Dataset records:
________________________________________

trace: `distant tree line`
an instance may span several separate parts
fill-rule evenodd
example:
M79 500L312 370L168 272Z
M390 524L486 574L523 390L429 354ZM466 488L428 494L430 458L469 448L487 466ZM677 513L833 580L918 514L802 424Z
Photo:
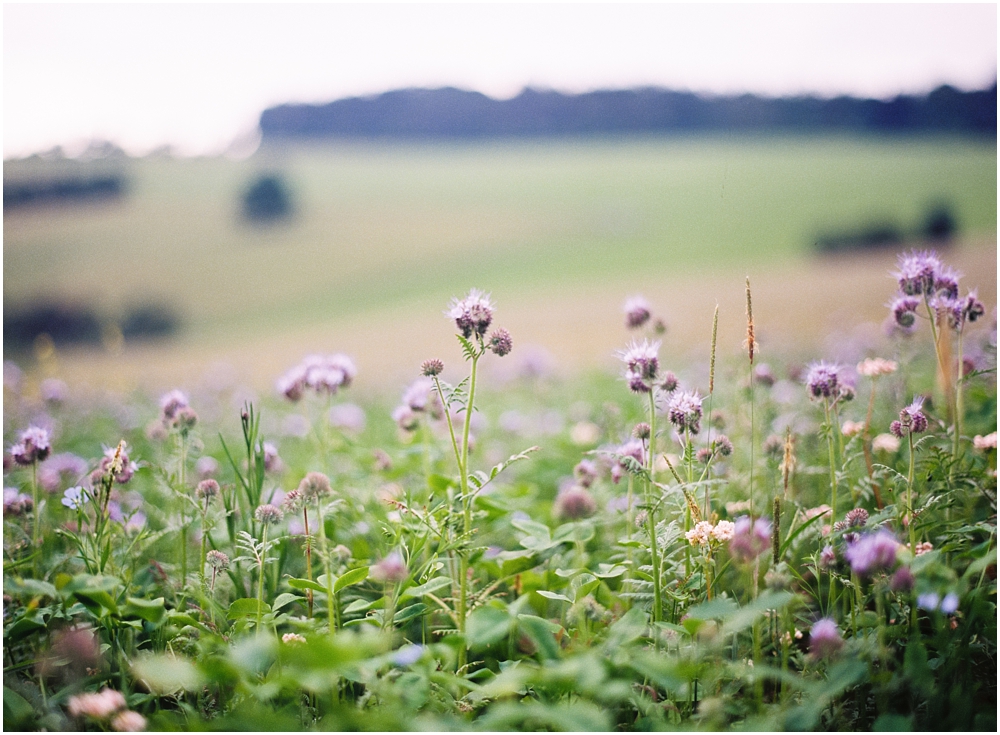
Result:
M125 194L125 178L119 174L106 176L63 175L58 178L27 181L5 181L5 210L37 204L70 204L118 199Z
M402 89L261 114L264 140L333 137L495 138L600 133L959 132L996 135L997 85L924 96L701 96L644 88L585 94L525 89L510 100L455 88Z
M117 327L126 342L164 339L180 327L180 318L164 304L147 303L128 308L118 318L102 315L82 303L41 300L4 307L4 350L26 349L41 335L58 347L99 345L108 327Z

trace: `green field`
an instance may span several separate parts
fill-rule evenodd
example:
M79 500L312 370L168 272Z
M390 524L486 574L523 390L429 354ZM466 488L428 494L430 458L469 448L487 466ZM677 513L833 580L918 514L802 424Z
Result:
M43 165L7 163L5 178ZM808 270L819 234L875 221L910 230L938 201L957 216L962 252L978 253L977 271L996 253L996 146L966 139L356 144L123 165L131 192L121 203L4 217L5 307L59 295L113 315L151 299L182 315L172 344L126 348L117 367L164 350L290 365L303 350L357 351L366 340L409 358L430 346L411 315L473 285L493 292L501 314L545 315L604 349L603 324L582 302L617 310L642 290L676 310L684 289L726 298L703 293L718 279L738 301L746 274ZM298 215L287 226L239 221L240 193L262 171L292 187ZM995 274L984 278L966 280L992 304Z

________________________________________

YOUR OBJECTIVE: Repeat the data above exactly, but not the pictures.

TASK SOLUTION:
trace: `distant tree line`
an instance may span several separate parts
fill-rule evenodd
example:
M79 500L312 370L168 272Z
M390 524L486 574L523 390L429 354ZM466 488L428 494L430 458L469 448L487 466ZM677 513L833 580L918 514L802 424Z
Photo:
Result:
M125 194L125 178L119 174L106 176L63 175L58 178L27 181L5 181L5 210L37 204L70 204L118 199Z
M402 89L261 114L264 140L333 137L495 138L600 133L959 132L996 135L997 85L924 96L701 96L644 88L585 94L525 89L510 100L455 88Z
M117 327L126 342L164 339L180 327L180 318L164 304L147 303L128 308L118 318L102 315L82 303L41 300L4 307L4 350L26 349L41 335L58 347L99 345L108 327Z

trace: `green field`
an instance may span several separate parts
fill-rule evenodd
example:
M79 500L312 370L168 272Z
M390 524L486 574L523 390L429 354ZM466 488L428 494L430 458L469 448L487 466ZM677 513L833 580L918 514L802 424Z
Result:
M43 165L7 163L5 178ZM808 270L819 234L875 221L910 230L938 201L957 216L962 252L978 253L977 271L996 253L996 146L966 139L356 144L123 165L131 192L121 203L4 217L5 307L59 295L113 315L151 299L182 315L172 344L126 348L117 367L164 350L290 365L303 350L357 351L366 340L409 358L430 346L411 315L473 285L493 292L501 314L545 315L604 349L603 324L582 302L617 310L642 290L676 310L684 289L726 298L703 293L718 279L738 301L746 274ZM298 215L287 226L239 221L240 193L262 171L292 187ZM995 274L984 278L966 280L992 304Z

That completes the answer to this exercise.